本文:
+ + + + + + +

福岡市内の中央区にある「けやき通り」はクルマの往来は激しいが、歩道には並木の緑が多く、歩くと気持ちがいい。
先日、仕事の合間にぶらぶらと歩いていたとき、その一角に面白い本屋さんを見つけた。坪数三十坪ほどで、知らぬ間に通り過ぎてしまいそうな小さな店だ。
最近は、ブック戦争と呼ばれるくらい、大型店舗が郊外や都心に進出している。そんな店に入ると、陳列されている書籍のあまりの多さに、目がくらんでしまい、いつもじっくりと探すこともなく、早々に立ち去ることが多い。
この店では、入り口を入ったときから、なぜか落ち着いた雰囲気が感じられた。店内をくまなく回り棚から取り出して、ゆったりした気持ちでページをめくって本選びができる。

十年くらい前に、友人から教えられてとても感銘を受けた本がある。木村尚三郎氏の『「耕す文化」の時代』だ。以来、第二弾が出されるのを心待ちにしている。本屋に立ち寄るたびに必ず探していた。

+ + + + + + +

指示 1:
本文によると、けやき通りで見つけた本屋の広さはどのくらいか。
指示 2:
けやき通りの本屋を描いた本文を、最後の文の後から書き継いでください。
この後の行は、本文とは別の資料です。

+ + + + + + +

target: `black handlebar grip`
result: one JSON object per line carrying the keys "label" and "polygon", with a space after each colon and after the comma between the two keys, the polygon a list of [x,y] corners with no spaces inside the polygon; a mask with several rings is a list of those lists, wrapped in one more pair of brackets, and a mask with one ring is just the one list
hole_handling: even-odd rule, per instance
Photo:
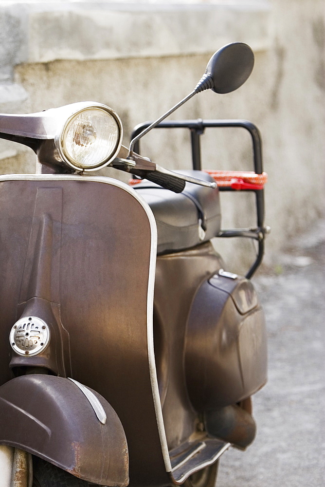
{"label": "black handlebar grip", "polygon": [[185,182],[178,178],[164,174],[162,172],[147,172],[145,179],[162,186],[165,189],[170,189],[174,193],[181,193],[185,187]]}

+ + + + + + +

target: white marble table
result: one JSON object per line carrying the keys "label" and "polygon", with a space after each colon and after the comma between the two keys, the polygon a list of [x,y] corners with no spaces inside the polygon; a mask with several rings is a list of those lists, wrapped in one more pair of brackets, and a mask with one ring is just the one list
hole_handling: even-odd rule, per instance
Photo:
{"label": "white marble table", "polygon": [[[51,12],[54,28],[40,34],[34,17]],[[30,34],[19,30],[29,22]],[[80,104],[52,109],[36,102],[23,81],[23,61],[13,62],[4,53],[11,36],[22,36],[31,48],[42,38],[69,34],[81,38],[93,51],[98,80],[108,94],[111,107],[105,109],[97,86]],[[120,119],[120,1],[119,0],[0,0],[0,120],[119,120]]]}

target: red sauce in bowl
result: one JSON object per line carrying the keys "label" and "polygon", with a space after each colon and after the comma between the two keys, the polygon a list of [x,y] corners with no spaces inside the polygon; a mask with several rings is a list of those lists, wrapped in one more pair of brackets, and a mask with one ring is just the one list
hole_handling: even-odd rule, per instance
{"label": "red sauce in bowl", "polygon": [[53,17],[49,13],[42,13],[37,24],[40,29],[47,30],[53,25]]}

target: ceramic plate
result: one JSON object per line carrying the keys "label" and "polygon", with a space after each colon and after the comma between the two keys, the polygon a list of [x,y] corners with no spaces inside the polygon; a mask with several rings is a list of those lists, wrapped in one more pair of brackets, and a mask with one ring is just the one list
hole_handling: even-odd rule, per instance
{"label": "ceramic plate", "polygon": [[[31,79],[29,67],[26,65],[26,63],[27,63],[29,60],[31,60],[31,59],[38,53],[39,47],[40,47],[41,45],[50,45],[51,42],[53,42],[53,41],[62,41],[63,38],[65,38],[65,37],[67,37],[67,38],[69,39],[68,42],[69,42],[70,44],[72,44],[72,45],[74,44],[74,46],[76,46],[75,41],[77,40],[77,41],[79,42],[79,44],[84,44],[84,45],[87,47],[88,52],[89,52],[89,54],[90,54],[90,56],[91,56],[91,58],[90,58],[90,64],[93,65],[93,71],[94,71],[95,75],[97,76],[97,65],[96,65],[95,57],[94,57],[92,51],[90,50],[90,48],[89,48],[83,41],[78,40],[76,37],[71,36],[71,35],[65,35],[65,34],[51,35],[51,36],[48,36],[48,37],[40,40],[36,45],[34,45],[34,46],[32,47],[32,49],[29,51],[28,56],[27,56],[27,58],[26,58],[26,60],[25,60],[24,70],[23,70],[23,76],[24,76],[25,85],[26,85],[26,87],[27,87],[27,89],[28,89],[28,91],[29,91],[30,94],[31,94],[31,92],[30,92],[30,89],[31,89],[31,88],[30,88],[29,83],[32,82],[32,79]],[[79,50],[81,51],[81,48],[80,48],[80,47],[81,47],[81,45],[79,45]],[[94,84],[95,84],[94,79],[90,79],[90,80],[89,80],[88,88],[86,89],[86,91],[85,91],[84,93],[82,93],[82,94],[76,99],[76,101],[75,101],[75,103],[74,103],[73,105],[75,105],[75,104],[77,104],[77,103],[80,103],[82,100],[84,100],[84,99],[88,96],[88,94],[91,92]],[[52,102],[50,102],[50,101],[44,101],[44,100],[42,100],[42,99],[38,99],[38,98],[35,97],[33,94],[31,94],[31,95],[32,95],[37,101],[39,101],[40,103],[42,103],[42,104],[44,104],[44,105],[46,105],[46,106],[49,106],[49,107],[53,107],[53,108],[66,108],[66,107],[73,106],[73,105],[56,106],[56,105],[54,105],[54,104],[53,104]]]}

+ + + + + + +

解答 1:
坪数三十坪ほど。

解答 2:
その本を、たまたま入ったこの店で見つけることができた。まるで「ここにいるよ!」と呼んでくれているかのように、私の目の前に現れた。『美しい「農」の時代』だった。
感激のあまり、オーナーの大井さんとしばらく立ち話をしてしまった。彼が言っていた「本も出会いですよ」という一言がとても印象に残った。
大型書店は別として、書店に並ぶ本を見れば、オーナーの人間性や姿勢が分かると言われる。
なるほど、出会いは、「人と人」ばかりではない。
まさに、それを実感できた一日だった。